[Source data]
=-=-=

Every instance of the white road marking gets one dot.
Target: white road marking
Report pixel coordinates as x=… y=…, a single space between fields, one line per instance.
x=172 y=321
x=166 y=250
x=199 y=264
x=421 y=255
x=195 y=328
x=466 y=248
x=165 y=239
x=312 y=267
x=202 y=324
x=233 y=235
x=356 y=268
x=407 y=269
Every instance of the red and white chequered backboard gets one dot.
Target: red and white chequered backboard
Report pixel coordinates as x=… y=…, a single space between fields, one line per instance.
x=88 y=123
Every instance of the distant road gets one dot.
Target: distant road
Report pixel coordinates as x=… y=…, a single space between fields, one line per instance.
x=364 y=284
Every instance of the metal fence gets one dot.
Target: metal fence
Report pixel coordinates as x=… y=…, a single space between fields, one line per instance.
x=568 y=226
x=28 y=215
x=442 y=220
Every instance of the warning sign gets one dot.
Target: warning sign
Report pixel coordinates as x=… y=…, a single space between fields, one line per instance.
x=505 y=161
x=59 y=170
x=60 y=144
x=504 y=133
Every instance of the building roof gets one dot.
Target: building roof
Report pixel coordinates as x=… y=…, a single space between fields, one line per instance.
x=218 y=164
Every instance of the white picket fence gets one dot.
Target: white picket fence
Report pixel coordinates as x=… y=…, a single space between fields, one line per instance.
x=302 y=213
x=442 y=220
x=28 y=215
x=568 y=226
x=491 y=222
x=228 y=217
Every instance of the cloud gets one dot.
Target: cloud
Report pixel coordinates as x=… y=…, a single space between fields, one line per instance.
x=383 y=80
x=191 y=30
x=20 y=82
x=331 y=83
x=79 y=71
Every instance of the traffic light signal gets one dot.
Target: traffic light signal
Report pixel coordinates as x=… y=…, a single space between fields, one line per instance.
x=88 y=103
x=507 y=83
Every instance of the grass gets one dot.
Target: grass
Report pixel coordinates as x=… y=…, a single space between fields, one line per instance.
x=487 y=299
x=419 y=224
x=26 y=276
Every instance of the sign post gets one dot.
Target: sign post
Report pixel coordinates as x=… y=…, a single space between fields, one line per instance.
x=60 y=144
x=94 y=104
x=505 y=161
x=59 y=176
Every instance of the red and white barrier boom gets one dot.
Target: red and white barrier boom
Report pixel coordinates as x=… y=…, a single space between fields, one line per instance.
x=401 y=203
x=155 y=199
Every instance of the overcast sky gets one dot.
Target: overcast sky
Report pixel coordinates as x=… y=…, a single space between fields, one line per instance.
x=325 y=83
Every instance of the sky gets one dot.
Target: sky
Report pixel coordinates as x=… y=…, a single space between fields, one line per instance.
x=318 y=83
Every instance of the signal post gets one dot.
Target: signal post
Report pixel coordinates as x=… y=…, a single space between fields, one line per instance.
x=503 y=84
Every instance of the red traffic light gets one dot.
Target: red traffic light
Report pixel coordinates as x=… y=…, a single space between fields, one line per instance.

=-=-=

#### Required action:
The expected output is the complete data, repeated exactly.

#### Answer to this task:
Every instance of the white road marking gets one dot.
Target: white road marking
Report pixel coordinates as x=… y=…, a single space between fields, one line per instance.
x=172 y=321
x=166 y=250
x=199 y=264
x=421 y=255
x=195 y=328
x=466 y=248
x=165 y=239
x=312 y=267
x=202 y=324
x=233 y=235
x=356 y=268
x=407 y=269
Every instance of the red and white chequered backboard gets one dot.
Target: red and white chequered backboard
Report pixel coordinates as x=… y=…, a single space between fields, one line per instance.
x=88 y=123
Every instance of the distant road gets one dot.
Target: distant road
Report pixel coordinates as x=… y=…, a single space between fields, one line per instance.
x=364 y=284
Every instance of the metal fence gets one dot.
Target: metal fence
Report pixel coordinates as x=… y=…, a single space between fields, one line per instance.
x=568 y=226
x=28 y=215
x=442 y=220
Every instance of the warning sign gets one dot.
Target: warning sign
Report pixel coordinates as x=… y=…, a single space between fields, one line per instance.
x=505 y=161
x=59 y=170
x=60 y=144
x=504 y=133
Every instance of the building roof gets one dot.
Target: building roof
Report pixel coordinates as x=… y=…, a single space between fields, one line per instance.
x=218 y=164
Every instance of the white picket fence gets one dot.
Target: white picket fence
Report pixel coordinates as x=… y=…, a single space between fields, one line per instance.
x=302 y=213
x=442 y=220
x=28 y=215
x=568 y=226
x=491 y=222
x=228 y=217
Every instance of the cloud gets one dot.
Target: cloud
Report pixel coordinates as x=… y=…, a single space between fields, one line per instance.
x=383 y=80
x=191 y=30
x=20 y=82
x=331 y=83
x=79 y=71
Every instance of the traffic light signal gets one dot.
Target: traffic light signal
Report pixel coordinates as x=… y=…, a single space between fields, one line per instance.
x=88 y=103
x=507 y=83
Every instance of the grass gets one dot.
Target: grass
Report pixel coordinates as x=… y=…, a single space between fields, one line per instance.
x=487 y=299
x=419 y=224
x=26 y=276
Every instance of the sign post gets one dot.
Target: sign post
Report pixel coordinates as x=… y=…, a single space between fields, one line per instance.
x=60 y=144
x=94 y=104
x=505 y=161
x=59 y=176
Every instance of the red and white barrier boom gets one dot.
Target: red and white barrier boom
Report pixel coordinates as x=… y=…, a single space between fields, one line per instance.
x=401 y=203
x=155 y=199
Every instance of the overcast sky gets one dot.
Target: overcast sky
Report pixel coordinates as x=… y=…, a single space between fields, one line per instance.
x=325 y=83
Every instance of the sky gets one dot.
Target: sky
Report pixel coordinates as x=… y=…, a single space between fields, one line per instance.
x=318 y=83
Every instance of the signal post gets one dot.
Target: signal post
Report pixel coordinates as x=… y=…, a single space between fields, one line per instance.
x=503 y=84
Every instance of the red traffic light gets one dot.
Target: red traffic light
Report pixel coordinates as x=… y=…, a single space between fields, one line per instance.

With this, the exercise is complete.